### What is required
Pick out and copy every line in the material that contains the string "window", where uppercase and lowercase must match.

--- Start Information shown ---

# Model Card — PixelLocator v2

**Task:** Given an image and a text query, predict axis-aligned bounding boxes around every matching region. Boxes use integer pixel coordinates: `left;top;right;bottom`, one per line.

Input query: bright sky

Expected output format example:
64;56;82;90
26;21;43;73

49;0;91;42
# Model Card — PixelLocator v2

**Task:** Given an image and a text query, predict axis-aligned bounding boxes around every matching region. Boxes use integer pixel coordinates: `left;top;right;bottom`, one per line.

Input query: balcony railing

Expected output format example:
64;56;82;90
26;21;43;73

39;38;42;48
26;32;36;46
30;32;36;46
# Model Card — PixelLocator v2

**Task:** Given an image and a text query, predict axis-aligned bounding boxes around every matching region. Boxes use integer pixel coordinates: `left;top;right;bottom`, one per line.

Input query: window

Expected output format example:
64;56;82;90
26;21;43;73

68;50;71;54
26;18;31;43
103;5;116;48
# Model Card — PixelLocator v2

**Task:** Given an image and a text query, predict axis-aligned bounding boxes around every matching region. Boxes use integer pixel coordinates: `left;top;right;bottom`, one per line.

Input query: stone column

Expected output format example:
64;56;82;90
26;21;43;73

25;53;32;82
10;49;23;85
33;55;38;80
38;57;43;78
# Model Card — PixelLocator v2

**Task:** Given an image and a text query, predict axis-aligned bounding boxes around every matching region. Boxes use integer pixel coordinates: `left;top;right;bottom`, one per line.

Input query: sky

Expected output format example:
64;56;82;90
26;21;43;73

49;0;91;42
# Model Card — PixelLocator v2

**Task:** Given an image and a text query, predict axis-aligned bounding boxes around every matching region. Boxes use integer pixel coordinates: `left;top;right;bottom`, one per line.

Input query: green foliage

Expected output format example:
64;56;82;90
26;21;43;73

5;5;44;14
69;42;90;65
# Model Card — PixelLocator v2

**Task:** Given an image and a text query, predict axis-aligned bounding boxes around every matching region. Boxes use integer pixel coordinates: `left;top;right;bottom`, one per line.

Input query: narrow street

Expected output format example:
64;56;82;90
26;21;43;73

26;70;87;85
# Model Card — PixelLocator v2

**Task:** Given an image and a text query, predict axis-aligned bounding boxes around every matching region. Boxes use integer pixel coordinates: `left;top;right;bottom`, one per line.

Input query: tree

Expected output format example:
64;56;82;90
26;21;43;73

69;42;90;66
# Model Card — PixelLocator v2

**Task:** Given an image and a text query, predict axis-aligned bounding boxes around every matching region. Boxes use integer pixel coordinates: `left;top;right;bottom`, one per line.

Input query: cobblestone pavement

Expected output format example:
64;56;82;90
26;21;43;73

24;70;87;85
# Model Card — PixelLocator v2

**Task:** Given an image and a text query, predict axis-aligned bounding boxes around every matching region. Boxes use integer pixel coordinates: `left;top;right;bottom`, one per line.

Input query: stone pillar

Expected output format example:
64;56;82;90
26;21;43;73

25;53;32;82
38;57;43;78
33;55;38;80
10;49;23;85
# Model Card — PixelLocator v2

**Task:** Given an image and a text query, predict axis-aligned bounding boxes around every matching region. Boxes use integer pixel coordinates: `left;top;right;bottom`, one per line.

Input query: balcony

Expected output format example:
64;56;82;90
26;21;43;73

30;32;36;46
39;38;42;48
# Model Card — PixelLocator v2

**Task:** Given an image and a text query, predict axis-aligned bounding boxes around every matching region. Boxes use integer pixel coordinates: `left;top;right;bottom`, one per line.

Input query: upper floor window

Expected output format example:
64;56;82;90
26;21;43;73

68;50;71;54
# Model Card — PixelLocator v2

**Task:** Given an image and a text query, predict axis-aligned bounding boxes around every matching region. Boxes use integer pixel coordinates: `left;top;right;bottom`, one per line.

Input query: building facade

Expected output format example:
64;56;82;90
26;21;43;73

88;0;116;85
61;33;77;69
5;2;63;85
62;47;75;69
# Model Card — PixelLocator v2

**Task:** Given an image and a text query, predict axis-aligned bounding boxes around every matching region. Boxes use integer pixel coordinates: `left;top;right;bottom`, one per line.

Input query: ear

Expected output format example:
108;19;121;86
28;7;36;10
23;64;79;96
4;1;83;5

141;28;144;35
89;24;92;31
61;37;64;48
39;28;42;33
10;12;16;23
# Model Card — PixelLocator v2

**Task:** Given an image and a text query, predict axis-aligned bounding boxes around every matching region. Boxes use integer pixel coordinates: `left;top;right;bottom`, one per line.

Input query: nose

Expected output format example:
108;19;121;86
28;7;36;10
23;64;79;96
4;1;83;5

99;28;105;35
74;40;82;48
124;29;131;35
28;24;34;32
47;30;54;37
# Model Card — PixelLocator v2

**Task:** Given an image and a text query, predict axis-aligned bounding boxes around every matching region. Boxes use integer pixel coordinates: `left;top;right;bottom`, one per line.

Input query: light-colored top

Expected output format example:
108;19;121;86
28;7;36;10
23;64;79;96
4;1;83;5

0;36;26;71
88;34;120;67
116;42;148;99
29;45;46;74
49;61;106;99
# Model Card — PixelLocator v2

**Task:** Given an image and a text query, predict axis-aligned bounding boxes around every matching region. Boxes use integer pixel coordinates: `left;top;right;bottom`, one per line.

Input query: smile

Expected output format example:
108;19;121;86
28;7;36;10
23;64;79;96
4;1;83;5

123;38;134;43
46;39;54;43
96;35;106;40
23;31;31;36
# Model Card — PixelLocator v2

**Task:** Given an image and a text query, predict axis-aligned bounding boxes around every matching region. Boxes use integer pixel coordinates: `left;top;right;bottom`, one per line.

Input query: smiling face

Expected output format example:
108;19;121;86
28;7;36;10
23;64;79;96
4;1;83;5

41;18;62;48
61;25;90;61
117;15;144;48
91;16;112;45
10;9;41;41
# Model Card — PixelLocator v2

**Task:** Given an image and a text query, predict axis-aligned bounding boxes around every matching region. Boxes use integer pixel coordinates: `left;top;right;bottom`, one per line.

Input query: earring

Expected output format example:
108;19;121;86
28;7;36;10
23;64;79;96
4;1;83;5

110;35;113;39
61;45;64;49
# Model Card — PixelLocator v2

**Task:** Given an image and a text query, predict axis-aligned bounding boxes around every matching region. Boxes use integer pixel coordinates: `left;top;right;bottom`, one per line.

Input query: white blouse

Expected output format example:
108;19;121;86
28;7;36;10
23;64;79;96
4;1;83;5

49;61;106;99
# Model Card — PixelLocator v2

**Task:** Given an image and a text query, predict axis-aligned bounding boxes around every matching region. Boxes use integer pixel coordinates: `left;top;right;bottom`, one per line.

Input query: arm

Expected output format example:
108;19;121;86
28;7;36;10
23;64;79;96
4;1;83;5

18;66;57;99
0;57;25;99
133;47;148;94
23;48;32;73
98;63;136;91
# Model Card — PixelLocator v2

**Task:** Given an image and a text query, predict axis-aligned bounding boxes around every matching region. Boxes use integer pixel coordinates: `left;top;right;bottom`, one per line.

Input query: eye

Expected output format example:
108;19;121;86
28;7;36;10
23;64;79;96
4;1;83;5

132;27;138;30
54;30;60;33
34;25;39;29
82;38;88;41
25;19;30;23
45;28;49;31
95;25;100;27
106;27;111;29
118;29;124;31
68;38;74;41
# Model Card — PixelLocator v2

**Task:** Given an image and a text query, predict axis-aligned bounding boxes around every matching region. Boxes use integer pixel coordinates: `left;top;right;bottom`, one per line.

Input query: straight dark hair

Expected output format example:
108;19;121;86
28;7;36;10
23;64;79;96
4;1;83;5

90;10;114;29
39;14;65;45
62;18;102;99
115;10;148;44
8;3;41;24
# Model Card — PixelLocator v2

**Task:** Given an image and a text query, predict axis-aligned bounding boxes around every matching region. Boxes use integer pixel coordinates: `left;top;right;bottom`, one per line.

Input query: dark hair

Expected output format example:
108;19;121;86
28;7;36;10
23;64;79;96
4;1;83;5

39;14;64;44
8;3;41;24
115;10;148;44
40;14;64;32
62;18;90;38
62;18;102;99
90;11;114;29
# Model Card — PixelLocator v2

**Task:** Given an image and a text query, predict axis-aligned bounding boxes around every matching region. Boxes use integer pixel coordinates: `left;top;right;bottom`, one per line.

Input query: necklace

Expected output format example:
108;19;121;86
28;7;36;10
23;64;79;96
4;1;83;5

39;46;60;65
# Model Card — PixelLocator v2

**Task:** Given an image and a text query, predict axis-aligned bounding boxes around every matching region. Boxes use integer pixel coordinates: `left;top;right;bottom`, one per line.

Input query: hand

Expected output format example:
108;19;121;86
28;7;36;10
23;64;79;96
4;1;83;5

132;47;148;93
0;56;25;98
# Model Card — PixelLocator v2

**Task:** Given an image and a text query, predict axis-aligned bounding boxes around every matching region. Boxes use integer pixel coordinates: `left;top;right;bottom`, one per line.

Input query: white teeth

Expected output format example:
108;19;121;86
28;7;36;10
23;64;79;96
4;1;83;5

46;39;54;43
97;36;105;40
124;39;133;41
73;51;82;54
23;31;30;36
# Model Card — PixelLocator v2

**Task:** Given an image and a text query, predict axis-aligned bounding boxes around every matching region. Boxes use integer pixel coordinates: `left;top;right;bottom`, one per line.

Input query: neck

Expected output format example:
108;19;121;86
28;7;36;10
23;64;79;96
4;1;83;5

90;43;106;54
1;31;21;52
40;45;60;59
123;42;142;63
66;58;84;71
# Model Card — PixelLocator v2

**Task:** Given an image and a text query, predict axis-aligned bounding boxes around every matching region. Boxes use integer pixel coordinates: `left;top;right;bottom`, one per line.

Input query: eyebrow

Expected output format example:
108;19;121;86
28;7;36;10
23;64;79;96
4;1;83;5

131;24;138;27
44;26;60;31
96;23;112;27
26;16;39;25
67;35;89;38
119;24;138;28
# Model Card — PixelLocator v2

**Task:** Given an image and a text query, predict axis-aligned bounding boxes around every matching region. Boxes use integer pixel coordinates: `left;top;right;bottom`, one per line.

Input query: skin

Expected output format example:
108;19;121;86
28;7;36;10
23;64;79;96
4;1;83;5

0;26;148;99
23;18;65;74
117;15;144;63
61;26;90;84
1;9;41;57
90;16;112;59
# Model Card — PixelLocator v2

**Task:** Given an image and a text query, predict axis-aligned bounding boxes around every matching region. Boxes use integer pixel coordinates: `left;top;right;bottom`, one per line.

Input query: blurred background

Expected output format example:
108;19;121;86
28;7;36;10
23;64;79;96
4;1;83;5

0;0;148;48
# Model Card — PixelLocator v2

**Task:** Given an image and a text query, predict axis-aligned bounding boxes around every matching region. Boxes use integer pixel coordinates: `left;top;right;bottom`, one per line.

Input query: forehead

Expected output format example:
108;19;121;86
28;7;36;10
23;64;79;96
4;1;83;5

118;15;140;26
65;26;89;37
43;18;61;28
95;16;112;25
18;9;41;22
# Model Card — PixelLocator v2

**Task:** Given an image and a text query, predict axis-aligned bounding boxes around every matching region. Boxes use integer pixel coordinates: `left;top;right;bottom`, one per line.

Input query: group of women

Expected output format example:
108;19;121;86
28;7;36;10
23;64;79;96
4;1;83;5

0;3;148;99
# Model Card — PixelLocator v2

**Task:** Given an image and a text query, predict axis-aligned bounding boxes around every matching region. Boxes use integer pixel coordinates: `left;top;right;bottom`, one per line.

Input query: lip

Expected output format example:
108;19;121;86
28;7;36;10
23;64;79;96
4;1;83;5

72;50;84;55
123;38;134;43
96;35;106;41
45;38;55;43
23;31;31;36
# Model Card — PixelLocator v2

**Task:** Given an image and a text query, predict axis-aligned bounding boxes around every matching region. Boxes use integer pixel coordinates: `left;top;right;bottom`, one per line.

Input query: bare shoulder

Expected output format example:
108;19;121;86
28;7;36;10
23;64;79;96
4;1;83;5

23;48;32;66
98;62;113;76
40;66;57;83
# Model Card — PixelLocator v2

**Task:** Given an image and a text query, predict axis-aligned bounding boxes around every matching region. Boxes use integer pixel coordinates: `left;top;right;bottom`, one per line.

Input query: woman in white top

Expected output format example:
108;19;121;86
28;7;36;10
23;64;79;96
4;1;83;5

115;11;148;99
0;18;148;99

--- End Information shown ---

### Output of the exercise
Input query: window
Input query: upper floor window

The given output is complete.